#### WHAT THE TASK REQUIRES
Write the records out again exactly, leaving no images in.

-- start of INFORMATION SUPPLIED --

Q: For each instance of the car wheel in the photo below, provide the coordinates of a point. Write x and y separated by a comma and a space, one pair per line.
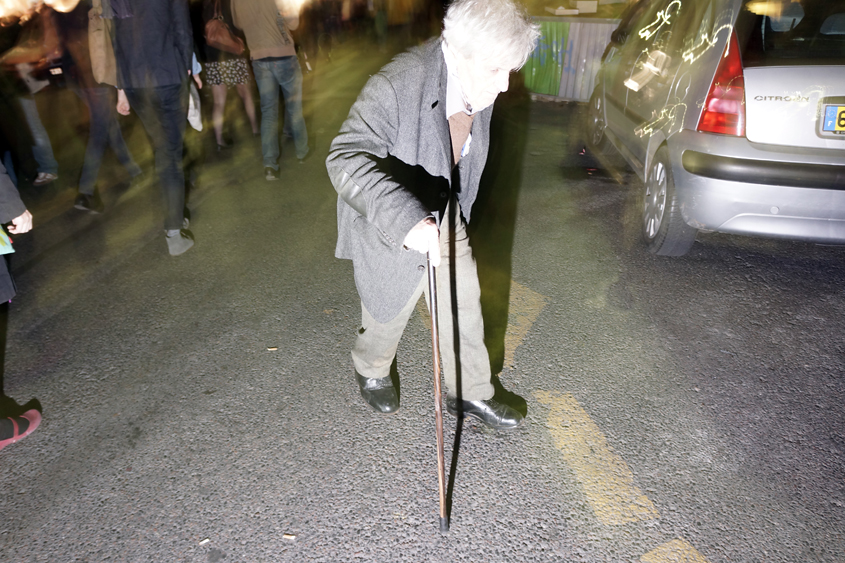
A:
596, 139
664, 230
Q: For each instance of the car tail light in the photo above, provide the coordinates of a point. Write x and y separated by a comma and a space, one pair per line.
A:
724, 108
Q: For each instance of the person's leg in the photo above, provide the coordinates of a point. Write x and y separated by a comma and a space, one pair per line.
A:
268, 91
245, 92
10, 167
116, 140
42, 150
163, 112
218, 94
98, 136
376, 344
466, 363
290, 79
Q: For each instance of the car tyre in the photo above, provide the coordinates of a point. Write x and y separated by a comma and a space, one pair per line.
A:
597, 141
664, 230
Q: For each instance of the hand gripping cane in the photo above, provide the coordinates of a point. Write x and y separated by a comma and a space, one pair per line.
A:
438, 410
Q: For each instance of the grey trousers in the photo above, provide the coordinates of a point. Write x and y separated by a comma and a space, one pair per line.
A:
464, 359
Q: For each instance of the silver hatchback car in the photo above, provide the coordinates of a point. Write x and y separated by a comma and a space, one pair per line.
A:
732, 112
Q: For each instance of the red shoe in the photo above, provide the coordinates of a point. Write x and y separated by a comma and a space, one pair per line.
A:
32, 418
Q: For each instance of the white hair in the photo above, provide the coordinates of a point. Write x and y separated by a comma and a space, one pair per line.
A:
500, 29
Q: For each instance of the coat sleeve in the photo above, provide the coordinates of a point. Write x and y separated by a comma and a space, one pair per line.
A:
11, 205
358, 162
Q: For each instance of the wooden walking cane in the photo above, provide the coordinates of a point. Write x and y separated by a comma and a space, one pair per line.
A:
438, 409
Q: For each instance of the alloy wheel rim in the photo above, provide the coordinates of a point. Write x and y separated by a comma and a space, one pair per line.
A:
655, 200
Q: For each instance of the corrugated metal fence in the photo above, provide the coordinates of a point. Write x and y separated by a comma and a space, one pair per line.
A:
567, 58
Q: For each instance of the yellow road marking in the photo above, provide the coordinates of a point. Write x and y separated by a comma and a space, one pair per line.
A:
606, 479
675, 551
525, 306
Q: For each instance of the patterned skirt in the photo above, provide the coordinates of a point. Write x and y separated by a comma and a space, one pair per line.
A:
230, 72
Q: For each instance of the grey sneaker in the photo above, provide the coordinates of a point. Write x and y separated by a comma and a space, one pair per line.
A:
178, 242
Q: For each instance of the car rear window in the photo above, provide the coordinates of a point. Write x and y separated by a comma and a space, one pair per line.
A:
787, 32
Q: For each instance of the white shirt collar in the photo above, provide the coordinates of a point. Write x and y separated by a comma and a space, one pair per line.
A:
454, 95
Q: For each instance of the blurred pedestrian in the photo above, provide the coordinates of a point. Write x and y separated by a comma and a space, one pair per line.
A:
275, 64
153, 48
101, 99
14, 426
224, 70
406, 165
38, 41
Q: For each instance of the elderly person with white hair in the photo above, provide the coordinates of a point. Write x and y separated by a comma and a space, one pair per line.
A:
406, 165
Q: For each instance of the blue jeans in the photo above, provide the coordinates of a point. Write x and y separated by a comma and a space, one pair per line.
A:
42, 150
270, 74
103, 130
164, 112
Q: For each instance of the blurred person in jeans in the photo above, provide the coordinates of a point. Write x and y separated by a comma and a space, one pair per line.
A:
14, 425
101, 99
153, 48
275, 65
40, 17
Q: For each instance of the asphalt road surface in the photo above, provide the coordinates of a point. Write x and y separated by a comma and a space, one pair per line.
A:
203, 408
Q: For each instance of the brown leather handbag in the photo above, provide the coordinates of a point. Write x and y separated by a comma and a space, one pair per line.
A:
219, 36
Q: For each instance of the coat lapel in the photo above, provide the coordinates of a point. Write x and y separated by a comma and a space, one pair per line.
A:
434, 125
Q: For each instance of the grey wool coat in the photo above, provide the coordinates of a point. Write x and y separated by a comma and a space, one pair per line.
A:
391, 165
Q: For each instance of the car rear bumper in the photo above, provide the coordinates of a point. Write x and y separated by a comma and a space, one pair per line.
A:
751, 189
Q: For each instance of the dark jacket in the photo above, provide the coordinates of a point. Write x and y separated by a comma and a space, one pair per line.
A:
154, 46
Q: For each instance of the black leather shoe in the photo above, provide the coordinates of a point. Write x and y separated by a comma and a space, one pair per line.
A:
379, 393
491, 412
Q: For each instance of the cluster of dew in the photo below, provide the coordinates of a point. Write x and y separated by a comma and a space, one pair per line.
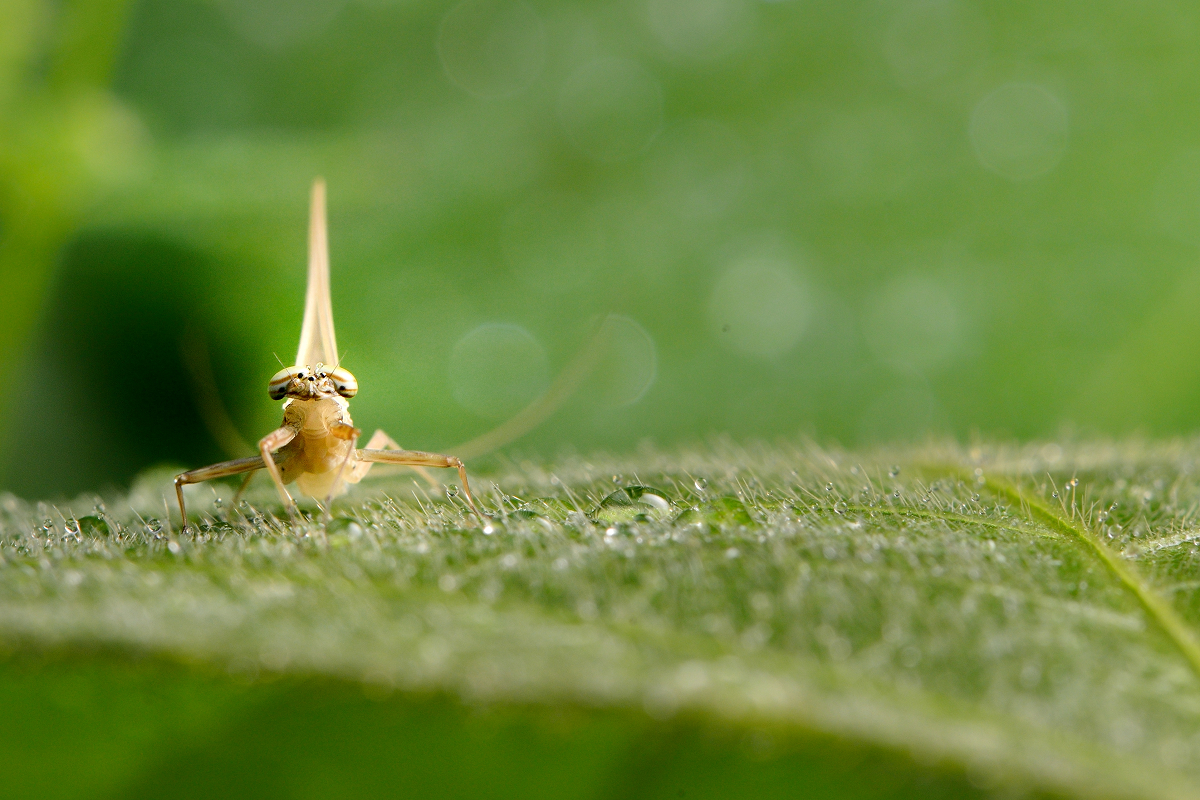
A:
887, 572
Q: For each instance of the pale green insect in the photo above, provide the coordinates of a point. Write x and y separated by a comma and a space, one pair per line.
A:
316, 446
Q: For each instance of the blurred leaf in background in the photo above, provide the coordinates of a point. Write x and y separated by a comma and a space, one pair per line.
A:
862, 221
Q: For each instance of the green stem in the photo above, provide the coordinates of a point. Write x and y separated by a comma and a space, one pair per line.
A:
1156, 606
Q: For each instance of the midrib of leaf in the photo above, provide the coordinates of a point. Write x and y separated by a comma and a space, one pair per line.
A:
1179, 631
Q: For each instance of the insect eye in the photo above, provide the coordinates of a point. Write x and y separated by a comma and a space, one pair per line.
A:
279, 385
345, 383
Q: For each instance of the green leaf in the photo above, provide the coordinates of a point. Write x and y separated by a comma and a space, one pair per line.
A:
928, 623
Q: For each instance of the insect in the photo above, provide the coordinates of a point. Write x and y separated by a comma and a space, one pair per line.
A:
317, 444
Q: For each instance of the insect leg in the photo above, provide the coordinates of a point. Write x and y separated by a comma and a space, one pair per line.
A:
268, 444
418, 458
346, 433
223, 469
381, 440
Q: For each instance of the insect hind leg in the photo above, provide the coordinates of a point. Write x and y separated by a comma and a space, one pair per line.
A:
225, 469
418, 458
381, 440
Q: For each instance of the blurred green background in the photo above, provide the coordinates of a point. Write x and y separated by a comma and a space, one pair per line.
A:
856, 221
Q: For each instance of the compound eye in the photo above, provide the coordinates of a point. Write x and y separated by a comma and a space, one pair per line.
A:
345, 383
279, 386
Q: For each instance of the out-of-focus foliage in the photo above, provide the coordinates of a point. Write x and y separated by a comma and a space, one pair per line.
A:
859, 220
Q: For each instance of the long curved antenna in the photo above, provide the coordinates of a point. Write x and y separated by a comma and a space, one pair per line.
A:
537, 411
213, 410
317, 340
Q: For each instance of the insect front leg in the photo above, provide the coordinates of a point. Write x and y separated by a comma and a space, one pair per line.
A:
418, 458
223, 469
346, 433
269, 444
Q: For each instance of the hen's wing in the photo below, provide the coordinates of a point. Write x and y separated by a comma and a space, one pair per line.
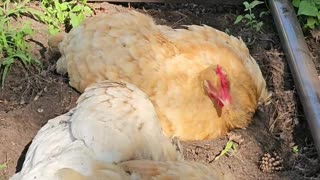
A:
113, 46
197, 35
146, 169
112, 122
119, 123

-- end of INFORMATION SUPPLIED --

#### SOLVED EXERCISE
Q: For each instance of the car wheel in the photo below, provide the coordinates of a point. Write x and y separated by a comma and a space, one pair per line.
A:
596, 139
664, 230
Q: For each instance of the car tail light in the photo above, provide the coordinates of a point. Write x and y separated by a comma and a space, one pair per line.
A:
724, 108
Q: For each instance of the person's leg in the photo above, provide the coordinates of a point. Write x and y separated by a comma and a space, one pair per line.
A:
268, 91
245, 92
10, 167
116, 140
42, 150
163, 112
218, 94
98, 136
376, 344
466, 363
290, 79
Q: For each instance of the car tyre in the photo above, provide the coordinates of a point. Write x and y separated by a comma and a space, one pair per line.
A:
597, 141
664, 230
Q: For each instance of the hand gripping cane in the photo above, provide the coordinates of a point. Write x and y separated by a comma and a space, one pair per line.
A:
438, 410
Q: For each instance of the grey trousers in the photo above, provide the coordinates of a point. Write x and y separated by a comma and a space, one pair per line.
A:
464, 359
Q: For each instance of the silver hatchback car in the photo above, provide the coordinates of a point. Write x and y separated by a comma and a space, one pair per line.
A:
732, 112
Q: For each instance of the red shoe in the photo above, provide the coordinates of a point. Write x and y separated by a comma and a space, one pair per line.
A:
32, 418
Q: For each instance of the white hair in the photo above, provide the coordinates of a point. Write x and y separated by a comma and a space, one pair per line.
A:
500, 29
Q: For each instance of the coat sleeve in the photo above, provide the coordinates of a point. Write x and y separated by a comma and a space, one pair per line.
A:
11, 205
358, 162
Q: For each instance of the wooden walking cane in the photo above, provide the coordinates of a point. Write x and y separated by a comma and a space, one pair per line.
A:
438, 409
Q: For each instance of the alloy wheel rim in the photo above, provide the coordinates of a point. Write x and y separated by a comma and a space, one pair per line.
A:
655, 200
Q: For each instance of the corrugated metal fence in the photo above, provide the coordinates of a point. Write x and y separated by a comma and a space, one pair per line.
A:
567, 58
Q: For each instance of the yellow road marking in the photo above, provide the coordinates of a point. Write x and y separated by a comma and a space, one pair per line.
A:
606, 479
675, 551
525, 306
Q: For each instance of the patterned skirt in the photo above, provide the coordinates of a point. Write x and y separated by a comma and a space, one pair per line.
A:
230, 72
Q: For each instance of the grey sneaker in the photo above, provide the coordinates of a point. Write x and y separated by a comma and a space, one pair per line.
A:
178, 242
Q: For each instance of the car rear window in the photo above, provide the coordinates of a point. Write x and y separated by a comma and a space, one pair per line.
A:
787, 32
Q: For each instance of the white shirt collar in the photo above, provide the coordinates of a point. Write x and y separated by a comma and a space, one pair per line.
A:
454, 95
Q: For each instance of the blurred pedestrian in the photo above, provide the coordinates of a point. Write x and y separated by a comma and a space, one pair per line.
A:
275, 64
153, 48
101, 99
14, 426
224, 70
406, 165
38, 41
Q: For each instance of the elderly person with white hair in the photo above, provide the coordinates of a point. Write x and y separated by a comma and a space, one pair per line.
A:
406, 165
Q: For each instance of the blue jeans in the photo above, provide the coordinates of a point. Write x and y separated by a comma and a space, one pair per line.
A:
42, 150
270, 74
103, 130
164, 112
Q: For each instance of the blurred person in jeans in the photo above, provide the coordinates of a point. Write x and y separated by a comma and a space, one pair per line.
A:
14, 425
101, 99
153, 48
275, 65
40, 17
Q: For each instance of the asphalt road surface in the photo above, provide the coordinates of a point. Write x and y separated by a comma and a space, one pair per line.
A:
203, 408
Q: For each instance of the brown leather handbag in the photo above, provide the coordinates of a point. Write x and y separated by a comma and a space, one pair per line.
A:
219, 36
Q: For each instance of the coat lapel in the photo above, provide the coordinates of a point. Write x and y separated by a comma and a space, one pair per line.
A:
434, 125
Q: For each instance of the grey wool coat in the photo above, provide the coordinates of a point. Write x and y separated by a comma and a space, one pair per line.
A:
391, 165
Q: For each instance of the car rear bumper in the photo above, provide the coordinates of a point. Write x and y separated by a comma and a space, one pair per line.
A:
751, 189
Q: For each instance of the dark jacket in the photo above, provide the coordinates of a point. Write x and y separated by a comma and a space, one pair per line.
A:
154, 46
Q: For each instance of the black leather shoe in the photo above, provide the coordinates of a point. Write x and y separated by a comma and a space, one pair per line.
A:
379, 393
491, 412
Q: For each instance of the cluster of dew in the photo below, provide the coordinates of a point. Write x and y separated by a comma and a space, one pair per line.
A:
887, 572
Q: For each instance of the pale green insect in the photo above, provide the coordinates of a point. Write x and y separated by a comma and a space, one pair per line.
A:
316, 446
Q: For each instance of the blurred leaf in background in the photo above, provide the coordinates of a point. Write x and y separated by a comma and a space, one pair per line.
A:
862, 221
Q: For each instance of the green stem in the photo above, provide the coordinates of a point. Write x and y separated by a comma and a space, one pair per line.
A:
1156, 606
Q: For each instance of the midrib of leaf in the photo above, provide the coordinates of a point. Write x and y separated by a comma and a space, one pair per line.
A:
1179, 631
Q: For each instance of the insect eye in the photo above, provide the coordinates of a point. Write x and y separated by a comma and a space, one pair per line.
A:
279, 385
345, 383
Q: For each instance of the green leaf in the photo above, provide the coordinates of a point. Write x and y separated by a comma and a space, one pair per line.
A:
928, 623
Q: For each instance of the insect in the photo above, provide the coordinates of a point. Write x and y separated by a comma and a space, one pair per line.
A:
317, 444
Q: For each instance of the insect leg in the photo above, provide the coordinates of a point. Write x and y separated by a comma and a space, one pair per line.
A:
268, 444
418, 458
346, 433
223, 469
381, 440
Q: For each instance of the insect hind leg in the photo above, provide the coordinates of a point. Write x and y separated by a comma and a space, one pair per line.
A:
225, 469
418, 458
381, 440
Q: For each instance of the blurred green background in the photo above, provide the coordinates of a point. Write x and y separated by a comma and a space, one pair per line.
A:
856, 221
Q: For each instance of the compound eye in the photo above, provide the coordinates of a point. Write x and y separated by a comma and a space, one pair per line.
A:
345, 383
279, 386
Q: For each instance of the out-of-focus foliage in the photo above, provide the coordinates of a point. Write x and y separated by a comma and a space, one pair per line.
A:
859, 220
Q: For each instance of the long curved antenna in the photo above, provide the coordinates of a point. Write x and y separated by a comma and a space, one pair per line.
A:
537, 411
213, 410
317, 340
Q: For each instance of the insect front leg in the photo above, provide the coordinates of a point. Write x and y separated by a comma and a space, one pair per line.
A:
418, 458
223, 469
346, 433
269, 444
Q: For each instance of the hen's wing in the photo below, provide the coordinates of a point. Write x and y separated by a comma and a space, one pair per line.
A:
113, 46
197, 35
146, 169
112, 122
119, 123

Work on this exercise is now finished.